Print every entry exactly as written.

──────── Exercise material ────────

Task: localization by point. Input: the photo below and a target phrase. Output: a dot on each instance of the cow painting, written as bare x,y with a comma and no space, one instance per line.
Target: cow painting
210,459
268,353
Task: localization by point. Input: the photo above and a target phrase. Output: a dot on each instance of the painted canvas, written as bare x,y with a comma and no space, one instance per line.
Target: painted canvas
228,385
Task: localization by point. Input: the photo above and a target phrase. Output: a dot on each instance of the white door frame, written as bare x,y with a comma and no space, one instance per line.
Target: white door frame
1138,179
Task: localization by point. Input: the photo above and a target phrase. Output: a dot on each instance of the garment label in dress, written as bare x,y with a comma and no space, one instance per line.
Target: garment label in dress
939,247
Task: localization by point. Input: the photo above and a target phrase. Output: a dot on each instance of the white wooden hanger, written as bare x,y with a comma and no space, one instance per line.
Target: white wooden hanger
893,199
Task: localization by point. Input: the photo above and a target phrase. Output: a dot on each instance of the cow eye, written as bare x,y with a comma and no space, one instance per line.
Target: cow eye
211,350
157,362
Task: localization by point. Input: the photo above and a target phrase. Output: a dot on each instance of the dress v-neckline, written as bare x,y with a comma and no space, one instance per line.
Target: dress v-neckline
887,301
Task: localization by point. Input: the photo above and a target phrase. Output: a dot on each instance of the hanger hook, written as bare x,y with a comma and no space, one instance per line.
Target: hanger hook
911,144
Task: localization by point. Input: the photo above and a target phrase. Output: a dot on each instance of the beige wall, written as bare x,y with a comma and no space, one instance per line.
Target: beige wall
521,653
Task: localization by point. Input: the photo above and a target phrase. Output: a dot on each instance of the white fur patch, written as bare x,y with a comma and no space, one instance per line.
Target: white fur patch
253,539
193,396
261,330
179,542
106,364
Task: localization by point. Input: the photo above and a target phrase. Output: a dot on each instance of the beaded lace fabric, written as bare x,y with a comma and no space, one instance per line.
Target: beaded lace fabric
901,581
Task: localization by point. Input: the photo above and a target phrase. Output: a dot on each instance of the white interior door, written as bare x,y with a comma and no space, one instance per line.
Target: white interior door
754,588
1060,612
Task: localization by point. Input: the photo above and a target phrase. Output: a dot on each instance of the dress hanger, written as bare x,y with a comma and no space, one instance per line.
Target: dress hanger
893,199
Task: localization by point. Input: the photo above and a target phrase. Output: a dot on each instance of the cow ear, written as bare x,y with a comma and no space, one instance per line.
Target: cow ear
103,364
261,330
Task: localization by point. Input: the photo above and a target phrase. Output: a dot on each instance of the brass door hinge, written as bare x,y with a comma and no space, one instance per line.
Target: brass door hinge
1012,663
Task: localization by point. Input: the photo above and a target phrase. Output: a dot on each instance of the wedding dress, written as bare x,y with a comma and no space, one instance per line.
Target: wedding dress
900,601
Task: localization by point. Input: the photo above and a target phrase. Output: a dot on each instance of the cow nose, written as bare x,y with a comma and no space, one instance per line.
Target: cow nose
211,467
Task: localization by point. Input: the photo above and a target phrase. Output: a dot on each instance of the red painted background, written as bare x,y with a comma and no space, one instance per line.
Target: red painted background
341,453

────────

Exercise response:
Task: localization by point. Input: the photo below and a target phrase. Output: a dot on each instance of the cow painting, written as bare x,y with a comma and no space, one instance per line.
Target: cow painting
210,459
268,353
Task: localization by point. Input: the photo above and a target phrase. Output: a dot on each instance of the painted canvas, written as bare x,y with a comma and no space, one instance per line.
Target: painted canvas
228,385
Task: localization by point. Input: the photo above and a target phrase. Output: a dot on each instance of the white door frame, written as bare x,y with a comma and no space, one instance per line.
Target: white door frame
1138,179
Task: localization by point. Input: the photo above and a target phrase. Output: a dot on each instance of the garment label in dress, written as bare x,y with a comma and no space, one instance per line.
Target: garment label in dress
939,247
Task: localization by point. Input: the photo above and a target phrase. Output: a dot on each instance of the white wooden hanger, written as bare x,y with a comma and no space, one instance per line.
Target: white wooden hanger
893,199
Task: localization by point. Input: the photo above and a target phrase. Output: a dot on each instance of the cow eye, written as bare x,y with a comma and no space, one instance per line.
Target: cow eye
211,350
157,362
Task: localization by point. Input: the photo above and a target phrase. Output: a dot on each instance of the dress v-neckline, written as bare x,y with a comma and no space, one instance per line.
Target: dress v-neckline
887,301
Task: localization by point. Input: the photo above and a target phrase. Output: a dot on each instance of the hanger hook, written as bare x,y with a comma and no space, one instance per line.
Target: hanger hook
911,144
Task: localization by point. Input: the photo above and a target phrase. Output: a dot on each instance of the beige wall, written as bare x,y with a comma and no space, one instance per line.
Target: beige wall
521,653
Task: localization by point. Input: the photo above and a target phrase. Output: a dot on each instance of the white fur patch, written as bare x,y with a comma and no space, one instance per line.
Target: white fur patch
253,539
193,396
261,330
179,542
106,364
Task: localization by point. Input: the photo above and a target phrase. Output: a dot on each instance of the beaded lace fabric, written as bare x,y with a comma and no space, one instance per line.
Target: beaded lace fabric
901,581
Task: localization by point. Input: the photo above and a target phrase. Output: a dot on each instance of the white interior door, written as bare x,y with a comma and no space, one instance per line.
Target: white interior door
754,588
1060,612
Task: localization by point. Input: the photo above and a target phrase. Output: a dot on each instance of the dress hanger, written as bare x,y with a comma and no space, one instance per line.
Target: dress hanger
893,199
Task: localization by point. Input: the photo above and a target phrase. Output: a dot on each instance of the cow ear, written as bare x,y with a comma and no space, one instance per line.
Target: cow ear
103,364
261,330
Task: localization by point. Input: the photo above and a target phrase. Output: a dot on each instance of the brass door hinge, written as bare x,y with a comma and no space, one instance per line.
Target: brass door hinge
1012,663
Task: localization by point. Input: the photo above and a target phrase. Output: a dot on each instance of the wedding dress, written as bare x,y with a comma and no space, one instance per line.
Target: wedding dress
900,601
Task: localization by point. Input: the photo above and a target phrase. Output: a dot on each instance of the cow nose, written as bare x,y with a comma and no space, one instance per line.
Target: cow nose
211,467
Task: localization by point. Input: the photo above and a target phrase. Output: a dot on each instance of the red painted background, written as bare x,y with a comma and no space, one instance per line.
Target: red painted background
341,453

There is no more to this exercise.